• Reading text:

■ ■ ■ ■ ■ ■ ■

Out of sixty four members of AIKC, only six were Ahmadis. However, the most committed members were Ahmadis and more importantly, as President of AIKC, Mirza Mahmud was at the forefront. Anti-Ahmadi question became an issue at AIKC. Some orthodox Muslim clerics had a negative view about Jama’at Ahmadiyya. Core issue of contention was claim of prophethood by the founder. Finality of prophethood of Muhammad was considered basic tenant of faith and based on this many orthodox clerics had declared Ahmadis outside of pale of Islam. Majlis Ahrar ul Islam (MAI) was at the forefront of this anti-Ahmadiyya movement in Punjab.

Mirza Mahmud wrote letters to MAI leaders Mazhar Ali Azhar and Chaudhry Afzal Haq to join this struggle, but they declined. Then he wrote letters to Iqbal, Maulana Ghulam Rasul Mahar and Maulvi Ismail Ghaznavi to work with MAI leaders and convince them to join AIKC and if their reluctance was due to Mahmud’s presence as President, he was willing to resign. In fact, he said in that case, they can consider his letter as resignation. Inside Kashmir, Mahmud worked with Muslim religious leadership of Srinagar. Two main clerics were Mir Waiz Ahmadullah Hamdani head of Barelvi Khanqa-e-Muallah and Mir Waiz Yusuf Shah head of Deobandi Jamia mosque of Srinagar. Later, Mirwaiz Yusuf Shah aligned with Ahrar. He accused Abdullah of being Ahmadi resulting in clashes in the mosque.

Opponents of Ahmadis alleged that Mirza Mahmud was trying to use AIKC platform as a vehicle for Ahmadi missionary activity in Kashmir. This was first propagated by a Hindu newspaper ‘Milaap’ of Lahore supportive of Dogra government of Kashmir. Mahmud denied it and issued public statements to Ahmadi workers in Kashmir to refrain from any missionary activity. However, many prominent Ahmadi missionaries were also active in AIKC. Secretary of AIKC Abdul Rahim Dard was former missionary in England and in-charge of administration Maulana Jalaluddin Shams was former missionary to Syria & Palestine. Another missionary Syed Zainul Abideen Waliullah Shah worked at foreign relations department. However, there is no evidence from Ahmadi or non-Ahmadi sources that suggest that any large scale organized missionary activity was done on part of Ahmadi volunteers. The tangible proof is that there was no significant increase in Ahmadi population of Kashmir during this time period. Church Mission Society (CMS), by helping Indian communities through education and healthcare, hoped that natives will see Christianity in positive light and may convert. In this context, it is not unreasonable to assume that Mirza Mahmud as head of a missionary community, hoped that by helping struggling Kashmiri Muslims, a positive attitude may win some converts for Jama’at Ahmadiyya. It is also possible that Mirza Mahmud saw his involvement in Kashmir in political context. If he could lead diverse segments of Muslim community in resolving the crisis of oppressed Kashmiris, then he could very well be given a bigger role in Muslim political struggle in India. Many Muslim organizations and personalities may have viewed the rise of Mirza Mahmud as a challenge to their own leadership.

■ ■ ■ ■ ■ ■ ■

• Provided data:
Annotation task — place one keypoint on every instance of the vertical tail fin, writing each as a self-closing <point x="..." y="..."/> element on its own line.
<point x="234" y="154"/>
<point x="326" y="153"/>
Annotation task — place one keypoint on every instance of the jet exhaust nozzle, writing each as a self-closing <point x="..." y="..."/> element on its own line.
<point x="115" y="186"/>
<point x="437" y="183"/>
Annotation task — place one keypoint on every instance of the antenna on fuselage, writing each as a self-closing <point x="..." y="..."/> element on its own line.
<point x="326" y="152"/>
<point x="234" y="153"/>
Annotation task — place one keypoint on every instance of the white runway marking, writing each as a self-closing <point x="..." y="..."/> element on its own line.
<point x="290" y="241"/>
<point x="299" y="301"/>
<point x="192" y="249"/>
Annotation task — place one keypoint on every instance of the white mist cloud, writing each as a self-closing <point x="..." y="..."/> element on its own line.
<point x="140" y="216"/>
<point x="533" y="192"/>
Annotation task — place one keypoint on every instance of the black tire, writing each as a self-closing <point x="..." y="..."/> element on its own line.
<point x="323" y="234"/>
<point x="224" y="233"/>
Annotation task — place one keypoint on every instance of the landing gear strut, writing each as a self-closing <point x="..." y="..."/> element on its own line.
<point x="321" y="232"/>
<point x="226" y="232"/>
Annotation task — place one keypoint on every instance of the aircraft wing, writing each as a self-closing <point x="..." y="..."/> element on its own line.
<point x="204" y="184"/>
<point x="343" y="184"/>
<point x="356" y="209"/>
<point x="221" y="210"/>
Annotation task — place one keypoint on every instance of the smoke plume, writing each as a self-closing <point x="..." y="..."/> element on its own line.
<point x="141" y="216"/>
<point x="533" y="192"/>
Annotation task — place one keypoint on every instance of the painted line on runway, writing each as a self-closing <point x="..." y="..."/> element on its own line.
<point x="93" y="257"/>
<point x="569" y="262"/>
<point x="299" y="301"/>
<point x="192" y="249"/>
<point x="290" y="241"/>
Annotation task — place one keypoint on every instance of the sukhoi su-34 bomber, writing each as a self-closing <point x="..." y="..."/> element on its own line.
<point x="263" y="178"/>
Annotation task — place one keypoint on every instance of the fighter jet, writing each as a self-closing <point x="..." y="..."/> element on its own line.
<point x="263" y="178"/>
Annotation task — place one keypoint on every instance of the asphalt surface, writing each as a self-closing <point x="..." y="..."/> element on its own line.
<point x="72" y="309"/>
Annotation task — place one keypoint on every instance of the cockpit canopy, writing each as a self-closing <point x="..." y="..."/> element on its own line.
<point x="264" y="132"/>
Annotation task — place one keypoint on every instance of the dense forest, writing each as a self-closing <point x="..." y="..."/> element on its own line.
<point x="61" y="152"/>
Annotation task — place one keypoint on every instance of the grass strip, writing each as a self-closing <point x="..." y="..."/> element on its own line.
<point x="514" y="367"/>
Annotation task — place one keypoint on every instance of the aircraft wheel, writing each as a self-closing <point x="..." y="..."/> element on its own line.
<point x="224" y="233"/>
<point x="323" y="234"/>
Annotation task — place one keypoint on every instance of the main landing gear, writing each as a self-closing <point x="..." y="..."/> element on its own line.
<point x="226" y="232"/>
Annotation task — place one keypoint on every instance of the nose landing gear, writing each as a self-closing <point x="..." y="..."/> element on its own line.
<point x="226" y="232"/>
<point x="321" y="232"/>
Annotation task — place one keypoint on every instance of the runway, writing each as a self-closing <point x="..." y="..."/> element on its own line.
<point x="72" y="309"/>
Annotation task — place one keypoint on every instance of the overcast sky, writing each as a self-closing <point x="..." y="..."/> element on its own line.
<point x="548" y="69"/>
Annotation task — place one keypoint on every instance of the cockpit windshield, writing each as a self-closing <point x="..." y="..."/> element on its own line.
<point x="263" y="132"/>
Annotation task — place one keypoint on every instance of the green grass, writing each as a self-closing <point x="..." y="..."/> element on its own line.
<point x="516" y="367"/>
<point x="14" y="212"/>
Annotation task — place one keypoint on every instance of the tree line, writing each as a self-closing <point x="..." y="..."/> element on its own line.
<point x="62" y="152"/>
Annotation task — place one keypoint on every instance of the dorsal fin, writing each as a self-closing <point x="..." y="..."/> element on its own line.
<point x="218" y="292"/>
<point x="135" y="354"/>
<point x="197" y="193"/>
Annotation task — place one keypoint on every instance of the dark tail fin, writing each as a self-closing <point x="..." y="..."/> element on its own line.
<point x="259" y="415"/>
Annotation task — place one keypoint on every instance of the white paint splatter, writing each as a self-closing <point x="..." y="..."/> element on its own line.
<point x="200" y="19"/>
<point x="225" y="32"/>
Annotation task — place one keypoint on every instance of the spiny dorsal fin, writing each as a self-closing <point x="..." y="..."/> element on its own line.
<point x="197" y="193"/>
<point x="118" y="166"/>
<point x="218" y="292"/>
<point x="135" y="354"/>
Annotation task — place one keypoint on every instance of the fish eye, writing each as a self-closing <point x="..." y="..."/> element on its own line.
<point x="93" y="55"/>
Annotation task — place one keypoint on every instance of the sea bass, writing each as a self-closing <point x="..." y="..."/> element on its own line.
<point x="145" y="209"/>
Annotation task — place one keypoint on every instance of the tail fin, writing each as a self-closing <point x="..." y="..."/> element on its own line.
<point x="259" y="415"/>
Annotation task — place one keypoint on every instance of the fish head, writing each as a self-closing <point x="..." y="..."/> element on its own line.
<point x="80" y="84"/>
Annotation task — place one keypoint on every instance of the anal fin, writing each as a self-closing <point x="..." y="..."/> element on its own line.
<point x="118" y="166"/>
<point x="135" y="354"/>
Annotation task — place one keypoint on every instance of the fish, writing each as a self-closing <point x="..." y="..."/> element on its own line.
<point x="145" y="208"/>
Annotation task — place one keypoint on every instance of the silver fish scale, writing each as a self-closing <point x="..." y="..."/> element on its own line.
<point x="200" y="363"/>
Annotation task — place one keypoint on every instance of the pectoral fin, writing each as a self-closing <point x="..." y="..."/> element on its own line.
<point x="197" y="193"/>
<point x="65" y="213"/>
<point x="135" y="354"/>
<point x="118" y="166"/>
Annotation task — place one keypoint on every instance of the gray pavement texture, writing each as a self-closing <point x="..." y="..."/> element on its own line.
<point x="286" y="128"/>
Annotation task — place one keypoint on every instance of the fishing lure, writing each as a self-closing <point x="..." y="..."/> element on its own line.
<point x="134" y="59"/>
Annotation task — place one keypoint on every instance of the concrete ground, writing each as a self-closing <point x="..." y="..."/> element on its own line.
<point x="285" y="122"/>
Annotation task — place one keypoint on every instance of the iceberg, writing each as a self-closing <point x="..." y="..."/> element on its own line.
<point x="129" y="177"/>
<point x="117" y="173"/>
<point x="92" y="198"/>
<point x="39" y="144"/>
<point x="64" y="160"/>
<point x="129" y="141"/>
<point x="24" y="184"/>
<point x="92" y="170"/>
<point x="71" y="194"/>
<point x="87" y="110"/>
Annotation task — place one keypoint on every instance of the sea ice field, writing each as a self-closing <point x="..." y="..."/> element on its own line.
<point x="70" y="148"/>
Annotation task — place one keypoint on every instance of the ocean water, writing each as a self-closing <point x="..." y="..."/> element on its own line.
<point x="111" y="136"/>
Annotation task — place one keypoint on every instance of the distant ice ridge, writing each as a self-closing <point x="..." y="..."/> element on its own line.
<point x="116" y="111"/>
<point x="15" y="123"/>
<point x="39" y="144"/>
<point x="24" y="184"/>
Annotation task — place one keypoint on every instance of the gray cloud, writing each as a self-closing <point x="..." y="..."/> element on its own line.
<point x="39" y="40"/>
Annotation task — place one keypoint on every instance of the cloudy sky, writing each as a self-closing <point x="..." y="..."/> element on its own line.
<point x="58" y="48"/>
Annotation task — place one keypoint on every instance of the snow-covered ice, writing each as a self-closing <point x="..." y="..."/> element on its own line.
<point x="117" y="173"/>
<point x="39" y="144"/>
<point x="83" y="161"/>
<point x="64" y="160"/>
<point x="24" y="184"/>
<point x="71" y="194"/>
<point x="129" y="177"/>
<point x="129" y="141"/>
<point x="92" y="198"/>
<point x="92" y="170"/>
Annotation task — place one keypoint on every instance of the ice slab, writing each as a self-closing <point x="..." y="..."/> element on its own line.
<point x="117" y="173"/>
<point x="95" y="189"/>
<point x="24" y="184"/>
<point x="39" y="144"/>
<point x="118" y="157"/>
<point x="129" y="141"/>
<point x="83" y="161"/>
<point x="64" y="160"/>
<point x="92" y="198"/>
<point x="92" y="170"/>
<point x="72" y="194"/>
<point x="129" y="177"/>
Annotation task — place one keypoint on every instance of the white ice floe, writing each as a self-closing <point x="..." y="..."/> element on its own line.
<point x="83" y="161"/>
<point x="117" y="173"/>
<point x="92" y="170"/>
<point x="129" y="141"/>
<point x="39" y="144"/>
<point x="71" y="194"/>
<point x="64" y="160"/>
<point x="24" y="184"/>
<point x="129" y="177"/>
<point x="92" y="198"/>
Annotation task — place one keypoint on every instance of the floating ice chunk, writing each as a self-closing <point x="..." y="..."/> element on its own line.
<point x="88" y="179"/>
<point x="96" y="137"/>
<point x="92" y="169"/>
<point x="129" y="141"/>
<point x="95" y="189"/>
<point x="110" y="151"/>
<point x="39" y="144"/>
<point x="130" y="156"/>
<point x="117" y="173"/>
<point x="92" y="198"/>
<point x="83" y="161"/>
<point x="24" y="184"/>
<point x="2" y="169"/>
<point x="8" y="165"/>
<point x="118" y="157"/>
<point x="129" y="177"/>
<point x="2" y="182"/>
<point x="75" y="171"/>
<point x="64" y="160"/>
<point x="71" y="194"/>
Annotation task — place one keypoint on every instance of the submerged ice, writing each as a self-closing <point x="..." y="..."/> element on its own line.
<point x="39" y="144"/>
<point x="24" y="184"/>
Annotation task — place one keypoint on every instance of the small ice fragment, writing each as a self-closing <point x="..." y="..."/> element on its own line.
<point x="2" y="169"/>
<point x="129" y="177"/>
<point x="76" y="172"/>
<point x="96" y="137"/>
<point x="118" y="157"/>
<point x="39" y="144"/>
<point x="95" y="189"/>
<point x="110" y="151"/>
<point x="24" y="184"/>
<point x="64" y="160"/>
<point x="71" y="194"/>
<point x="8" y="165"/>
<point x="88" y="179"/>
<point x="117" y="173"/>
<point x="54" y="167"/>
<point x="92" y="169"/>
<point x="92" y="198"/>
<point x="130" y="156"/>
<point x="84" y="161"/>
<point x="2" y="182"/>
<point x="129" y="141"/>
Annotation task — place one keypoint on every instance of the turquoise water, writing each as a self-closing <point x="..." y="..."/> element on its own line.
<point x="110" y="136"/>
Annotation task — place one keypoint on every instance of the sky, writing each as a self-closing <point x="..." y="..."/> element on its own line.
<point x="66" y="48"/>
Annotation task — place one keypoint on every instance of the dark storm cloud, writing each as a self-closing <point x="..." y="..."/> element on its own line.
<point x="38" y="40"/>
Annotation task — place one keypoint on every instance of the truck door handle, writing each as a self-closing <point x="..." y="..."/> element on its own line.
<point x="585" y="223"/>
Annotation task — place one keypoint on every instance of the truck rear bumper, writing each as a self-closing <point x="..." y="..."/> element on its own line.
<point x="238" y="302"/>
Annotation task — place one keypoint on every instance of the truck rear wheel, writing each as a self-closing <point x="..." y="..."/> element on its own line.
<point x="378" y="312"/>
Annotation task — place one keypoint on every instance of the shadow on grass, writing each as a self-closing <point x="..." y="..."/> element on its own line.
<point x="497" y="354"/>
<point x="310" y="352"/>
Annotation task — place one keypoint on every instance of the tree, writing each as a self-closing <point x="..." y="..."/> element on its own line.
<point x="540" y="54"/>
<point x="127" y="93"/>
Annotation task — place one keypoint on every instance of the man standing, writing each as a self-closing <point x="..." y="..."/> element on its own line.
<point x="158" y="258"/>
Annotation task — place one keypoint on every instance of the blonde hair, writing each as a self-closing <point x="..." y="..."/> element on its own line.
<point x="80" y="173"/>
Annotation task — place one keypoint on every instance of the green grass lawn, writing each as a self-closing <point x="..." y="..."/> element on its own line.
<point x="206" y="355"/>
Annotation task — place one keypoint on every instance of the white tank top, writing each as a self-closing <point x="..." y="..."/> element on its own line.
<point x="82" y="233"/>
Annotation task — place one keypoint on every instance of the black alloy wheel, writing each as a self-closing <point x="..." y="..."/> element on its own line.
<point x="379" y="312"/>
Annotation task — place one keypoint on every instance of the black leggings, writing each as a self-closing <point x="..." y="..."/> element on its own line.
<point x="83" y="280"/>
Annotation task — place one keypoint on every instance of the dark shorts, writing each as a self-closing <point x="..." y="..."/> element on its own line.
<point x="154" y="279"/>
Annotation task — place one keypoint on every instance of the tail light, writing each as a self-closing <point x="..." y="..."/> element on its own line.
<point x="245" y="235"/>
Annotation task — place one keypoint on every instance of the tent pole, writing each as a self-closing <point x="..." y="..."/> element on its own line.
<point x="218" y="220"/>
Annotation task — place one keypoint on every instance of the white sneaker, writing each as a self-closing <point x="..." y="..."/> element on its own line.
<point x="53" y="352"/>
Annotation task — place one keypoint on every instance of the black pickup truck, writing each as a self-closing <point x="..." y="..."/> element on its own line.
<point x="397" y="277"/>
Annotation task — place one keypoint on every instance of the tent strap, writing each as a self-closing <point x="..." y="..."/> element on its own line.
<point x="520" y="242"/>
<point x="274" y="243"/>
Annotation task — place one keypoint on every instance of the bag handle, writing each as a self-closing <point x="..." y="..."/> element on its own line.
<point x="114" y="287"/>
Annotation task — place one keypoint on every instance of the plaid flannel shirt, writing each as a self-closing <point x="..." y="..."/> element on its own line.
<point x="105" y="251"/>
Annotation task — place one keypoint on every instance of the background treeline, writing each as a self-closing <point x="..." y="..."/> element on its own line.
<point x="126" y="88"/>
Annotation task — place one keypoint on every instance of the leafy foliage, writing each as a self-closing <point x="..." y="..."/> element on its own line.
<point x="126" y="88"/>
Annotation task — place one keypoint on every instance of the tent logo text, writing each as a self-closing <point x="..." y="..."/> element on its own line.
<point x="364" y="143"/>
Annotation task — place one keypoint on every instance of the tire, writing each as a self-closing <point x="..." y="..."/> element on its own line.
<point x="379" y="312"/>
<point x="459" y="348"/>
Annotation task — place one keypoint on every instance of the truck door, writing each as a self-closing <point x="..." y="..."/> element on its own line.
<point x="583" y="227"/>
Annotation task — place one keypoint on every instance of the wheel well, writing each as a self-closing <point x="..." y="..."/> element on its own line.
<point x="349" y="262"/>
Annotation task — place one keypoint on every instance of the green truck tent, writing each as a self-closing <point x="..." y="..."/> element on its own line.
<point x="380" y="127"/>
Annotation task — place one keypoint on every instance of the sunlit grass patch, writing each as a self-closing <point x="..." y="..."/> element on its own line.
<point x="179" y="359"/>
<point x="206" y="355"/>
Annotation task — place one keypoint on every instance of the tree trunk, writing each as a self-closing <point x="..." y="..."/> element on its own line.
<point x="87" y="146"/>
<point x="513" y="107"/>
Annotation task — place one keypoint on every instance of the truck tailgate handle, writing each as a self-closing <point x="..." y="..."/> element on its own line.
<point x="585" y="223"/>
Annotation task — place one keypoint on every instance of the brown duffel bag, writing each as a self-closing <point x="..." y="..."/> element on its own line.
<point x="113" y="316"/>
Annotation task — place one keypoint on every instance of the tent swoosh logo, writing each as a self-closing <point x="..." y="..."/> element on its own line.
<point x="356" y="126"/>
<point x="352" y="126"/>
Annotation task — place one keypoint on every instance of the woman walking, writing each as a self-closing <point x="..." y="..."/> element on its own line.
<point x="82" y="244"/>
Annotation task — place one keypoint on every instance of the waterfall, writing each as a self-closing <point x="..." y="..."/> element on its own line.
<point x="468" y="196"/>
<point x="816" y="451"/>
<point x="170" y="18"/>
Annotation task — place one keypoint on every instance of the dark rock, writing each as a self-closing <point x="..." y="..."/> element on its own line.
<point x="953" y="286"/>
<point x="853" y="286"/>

■ ■ ■ ■ ■ ■ ■

• Do this:
Answer these questions from the AIKC passage.
1. How many of the AIKC's sixty-four members were Ahmadis?
2. Which two MAI leaders did Mirza Mahmud first ask by letter to join the struggle?
3. Which newspaper first spread the allegation that Mirza Mahmud was using the AIKC for Ahmadi missionary activity in Kashmir?

• Exercise solution:
1. Six.
2. Mazhar Ali Azhar and Chaudhry Afzal Haq.
3. 'Milaap', a Hindu newspaper of Lahore.